Dataset records:
/---

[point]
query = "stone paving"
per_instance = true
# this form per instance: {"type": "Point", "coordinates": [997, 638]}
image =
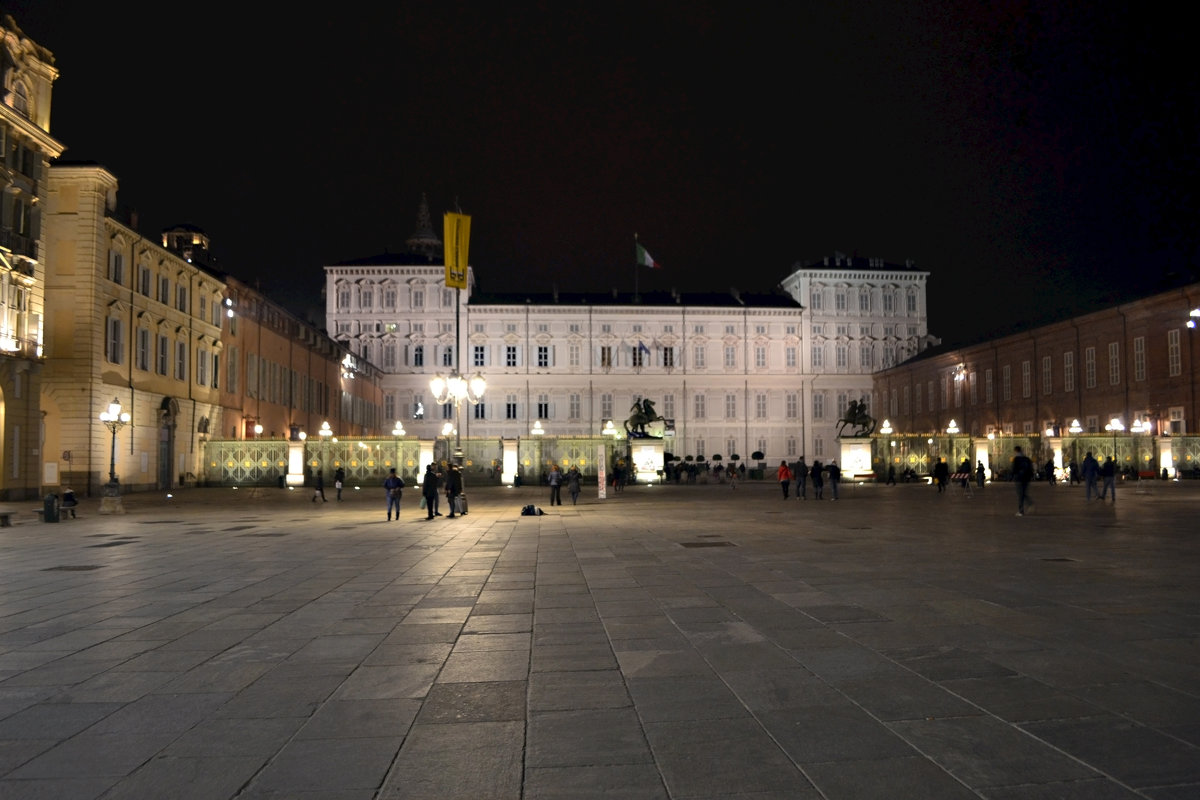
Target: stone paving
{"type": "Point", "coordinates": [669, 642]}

\---
/---

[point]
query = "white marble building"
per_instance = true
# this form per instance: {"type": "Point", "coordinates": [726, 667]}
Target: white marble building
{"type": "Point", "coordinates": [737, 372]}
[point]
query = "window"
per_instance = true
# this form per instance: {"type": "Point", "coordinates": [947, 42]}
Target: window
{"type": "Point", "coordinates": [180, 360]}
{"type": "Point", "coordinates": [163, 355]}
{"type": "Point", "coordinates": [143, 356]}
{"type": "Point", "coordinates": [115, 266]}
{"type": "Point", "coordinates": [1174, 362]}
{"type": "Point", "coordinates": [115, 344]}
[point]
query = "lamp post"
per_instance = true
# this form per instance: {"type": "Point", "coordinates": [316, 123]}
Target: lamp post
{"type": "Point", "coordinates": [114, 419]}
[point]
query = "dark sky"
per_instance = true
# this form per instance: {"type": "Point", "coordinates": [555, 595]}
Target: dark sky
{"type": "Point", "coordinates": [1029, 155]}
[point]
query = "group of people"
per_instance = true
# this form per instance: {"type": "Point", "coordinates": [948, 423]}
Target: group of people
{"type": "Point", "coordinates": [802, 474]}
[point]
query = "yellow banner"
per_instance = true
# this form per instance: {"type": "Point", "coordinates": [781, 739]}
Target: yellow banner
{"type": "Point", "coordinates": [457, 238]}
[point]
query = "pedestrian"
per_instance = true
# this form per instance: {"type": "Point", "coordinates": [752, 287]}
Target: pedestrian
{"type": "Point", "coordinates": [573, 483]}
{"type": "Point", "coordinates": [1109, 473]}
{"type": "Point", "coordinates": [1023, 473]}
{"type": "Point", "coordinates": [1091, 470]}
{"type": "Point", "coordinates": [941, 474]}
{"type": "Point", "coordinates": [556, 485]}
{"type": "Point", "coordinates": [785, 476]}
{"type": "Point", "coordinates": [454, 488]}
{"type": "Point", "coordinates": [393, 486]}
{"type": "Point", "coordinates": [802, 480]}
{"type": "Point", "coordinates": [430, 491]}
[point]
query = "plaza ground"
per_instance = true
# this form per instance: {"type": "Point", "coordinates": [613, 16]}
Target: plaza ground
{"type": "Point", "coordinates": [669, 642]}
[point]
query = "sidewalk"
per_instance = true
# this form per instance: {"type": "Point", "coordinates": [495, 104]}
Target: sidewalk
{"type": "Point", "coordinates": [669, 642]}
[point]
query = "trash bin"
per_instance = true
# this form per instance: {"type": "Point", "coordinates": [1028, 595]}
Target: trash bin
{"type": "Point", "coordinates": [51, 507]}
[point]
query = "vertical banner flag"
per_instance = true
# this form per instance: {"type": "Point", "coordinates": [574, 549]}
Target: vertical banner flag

\---

Exercise aim - In the data above, start at the line that has "Target: yellow banner", stop after the line that has "Target: vertical banner flag", and print every line in between exactly as it stands.

Answer to this task -
Target: yellow banner
{"type": "Point", "coordinates": [457, 238]}
[point]
query = "pedestrian"
per_instance = true
# this form per instance: {"type": "Point", "coordinates": [752, 287]}
Target: pedestrian
{"type": "Point", "coordinates": [573, 483]}
{"type": "Point", "coordinates": [1109, 473]}
{"type": "Point", "coordinates": [1023, 473]}
{"type": "Point", "coordinates": [1091, 470]}
{"type": "Point", "coordinates": [941, 474]}
{"type": "Point", "coordinates": [556, 485]}
{"type": "Point", "coordinates": [785, 476]}
{"type": "Point", "coordinates": [454, 488]}
{"type": "Point", "coordinates": [393, 486]}
{"type": "Point", "coordinates": [802, 480]}
{"type": "Point", "coordinates": [430, 491]}
[point]
query = "plaza ground"
per_instance = true
# this form per instance: {"type": "Point", "coordinates": [613, 16]}
Target: plaza ground
{"type": "Point", "coordinates": [669, 642]}
[point]
query = "sidewalk"
per_instance = true
# this form per instance: {"type": "Point", "coordinates": [495, 104]}
Target: sidewalk
{"type": "Point", "coordinates": [669, 642]}
[point]
query = "trash bin"
per_instance = true
# this form per instance: {"type": "Point", "coordinates": [1028, 595]}
Target: trash bin
{"type": "Point", "coordinates": [51, 507]}
[point]
query = "vertical banner flag"
per_instance = true
# this form per instance: {"type": "Point", "coordinates": [574, 549]}
Target: vertical banner flag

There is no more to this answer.